● **SECÇÃO DE TEXTO**
Cruz pesada

Há dias deparei-me com uma daquelas reportagens que faziam eco na época do conflito armado: Angola, um dos países mais ricos do mundo, mas cuja população não beneficia das suas riquezas’.

Durante mais de uma década, era assim que os meios de comunicação social no chamado Ocidente, com as televisões e jornais em destaque, narravam a miséria que se vivia no país. Eram tempos em que o ribombar dos canhões eclodiam em todos os cantos. E o esforço de guerra exigia de quem governava um maior investimento para que se atingisse a paz, roubando do Orçamento Geral de Estado uma fatia maior do que o devido, para a Defesa e Segurança, atirando para lugares sequentes sectores como a Saúde e a Educação.

Maio de 2020. Dezoito anos depois do fim do conflito armado, já não são as cadeias internacionais – apesar de continuarem em prontidão combativa- a narrarem aquilo que configura uma das maiores humilhações a que são submetidos os seres humanos: Dezenas de crianças e jovens, em Luanda, nas principais centralidades, procuram alimentos em contentores de lixo e disputam os restos até com animais.

● **EXCERTOS DE DADOS**
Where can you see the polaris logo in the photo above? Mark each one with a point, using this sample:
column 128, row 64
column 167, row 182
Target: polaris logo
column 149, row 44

● **PERGUNTAS A RESPONDER**
1 – Responda, com base no texto «Cruz pesada», a cada pergunta numa linha própria:
(a) Que sectores foram atirados para lugares sequentes no Orçamento Geral de Estado?
(b) Quantos anos depois do fim do conflito armado se situa maio de 2020?
(c) Onde procuram alimentos as crianças e os jovens de Luanda?
2 – Prossiga o texto «Cruz pesada» a partir da última frase apresentada.

● **LISTA DE RESPOSTAS**
1 –
(a) A Saúde e a Educação.
(b) Dezoito anos.
(c) Em contentores de lixo, nas principais centralidades.

2 –
Se, anteriormente, eram os dementes que disputavam os sobejos, o exército hoje daqueles que procuram alimentos e outros bens nos contentores é composto por pessoas supostamente sãs, mas que não têm outra alternativa por falta de meios para matar a fome dos seus filhos e familiares directos.

São imagens chocantes. E continuam a fazer furor na mente de muitos angolanos, que já não escondem o desânimo em relação ao rumo que se vai seguindo, com algumas situações acirradas pelo desemprego que continua a aumentar e as feridas descobertas pela pandemia que vai assolando o mundo.

O país que chegou a crescer a dois dígitos, com margens de progressão que atraia uma considerável nata de expatriados, parece estar de rastos. Se não está, muito distante não estará. Se o dinheiro vai e vem, como nos habituamos com os sobe e desce do preço do petróleo, que nos tornou dependentes e distante da bendita diversificação da economia, os valores é que parecem estar a regredir muito mais, embora determinados sectores da sociedade continuam com o pouco que têm a tentar salvar os que podem.

Diariamente, através das habituais lives do confinamento, artistas de vários sectores tentam atenuar o sofrimento de muitos. Foi assim como Matias Damásio, Yola Semedo, Edmazia e Puto Português, outras instituições religiosas e até pessoas anónimas vão fazendo a sua parte.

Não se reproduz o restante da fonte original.